DATA IN THIS EXERCISE>

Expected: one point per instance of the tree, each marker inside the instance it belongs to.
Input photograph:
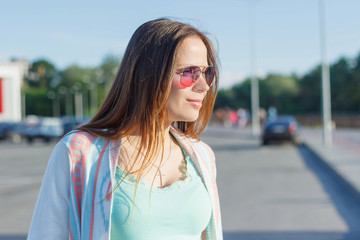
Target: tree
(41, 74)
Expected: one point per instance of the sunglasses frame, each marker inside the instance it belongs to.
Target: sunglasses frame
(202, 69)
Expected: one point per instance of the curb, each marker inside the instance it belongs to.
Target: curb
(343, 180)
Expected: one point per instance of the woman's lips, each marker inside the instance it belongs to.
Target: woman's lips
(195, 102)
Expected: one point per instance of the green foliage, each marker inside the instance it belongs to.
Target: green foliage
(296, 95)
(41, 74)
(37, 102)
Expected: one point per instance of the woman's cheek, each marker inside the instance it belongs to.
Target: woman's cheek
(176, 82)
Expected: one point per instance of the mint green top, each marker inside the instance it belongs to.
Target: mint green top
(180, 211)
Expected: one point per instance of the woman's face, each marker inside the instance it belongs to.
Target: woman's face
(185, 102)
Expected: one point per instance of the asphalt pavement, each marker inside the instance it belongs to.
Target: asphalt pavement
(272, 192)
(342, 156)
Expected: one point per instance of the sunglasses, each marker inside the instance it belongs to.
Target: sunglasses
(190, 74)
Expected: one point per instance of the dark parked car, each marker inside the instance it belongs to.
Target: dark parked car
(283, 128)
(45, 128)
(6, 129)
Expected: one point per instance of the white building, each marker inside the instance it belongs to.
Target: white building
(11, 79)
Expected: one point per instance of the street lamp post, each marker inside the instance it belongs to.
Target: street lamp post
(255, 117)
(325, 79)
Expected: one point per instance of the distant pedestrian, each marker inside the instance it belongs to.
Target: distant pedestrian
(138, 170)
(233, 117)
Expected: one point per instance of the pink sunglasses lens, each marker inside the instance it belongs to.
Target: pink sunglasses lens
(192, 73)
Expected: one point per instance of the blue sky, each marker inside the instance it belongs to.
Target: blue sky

YOUR TASK>
Excluding every picture, set down the listing exactly.

REPLY>
Expected: one point per instance of the tree, each marker inside the instance it belongs to.
Input photograph:
Target: tree
(41, 74)
Expected: one point per instance of the sunglasses frame, each marker inside the instance it belongs to.
Target: sunglasses frame
(202, 69)
Expected: one point per instance of the curb, each marker inside the instance it belongs to.
Target: curb
(343, 180)
Expected: one point per instance of the woman's lips, each marker inside the instance it belongs to.
Target: woman's lips
(195, 102)
Expected: one point per instance of the green foliage, each marker inside the instance it belongs to.
Target: green foliage
(296, 95)
(41, 74)
(37, 102)
Expected: one point per instance of the woman's cheek, each marker inside the instance it belongs to.
Target: woman's cheek
(176, 82)
Expected: one point per instance of the mint green top, each marker inside the instance it belongs to.
Target: mint green top
(180, 211)
Expected: one point per instance of the woman's face, each marker inside the instance it belongs to.
Target: woman's face
(185, 102)
Expected: one point per instance of the asphalt pavement, each marker inside the instance it belongs to.
Target: asphalt pavement
(272, 192)
(342, 156)
Expected: one point per instance of the sunglasses, each marker inside the instance it belongs to.
Target: sunglasses
(190, 74)
Expected: one point per instance of the dark parked car, each marker inside the instance it belongs to.
Target: dark parked car
(283, 128)
(45, 128)
(6, 129)
Expected: one point per instance of the white building, each marker inside the instance it belongs to.
Target: white building
(11, 79)
Expected: one point per instance of the street lamp post, each marker inside the instance it belongs to.
Target: street lamp post
(255, 117)
(325, 79)
Expected: one point per instance of the distant pedestrian, each marker inside the instance it belongs to.
Target: distant pedestrian
(138, 170)
(233, 117)
Expected: one point per instance of the pink sunglasses lens, each marker inside the instance it belongs to.
Target: pink sunglasses lens
(192, 73)
Expected: one point per instance of the blue sky, each marker inside the instance it belongs to.
Target: blue sky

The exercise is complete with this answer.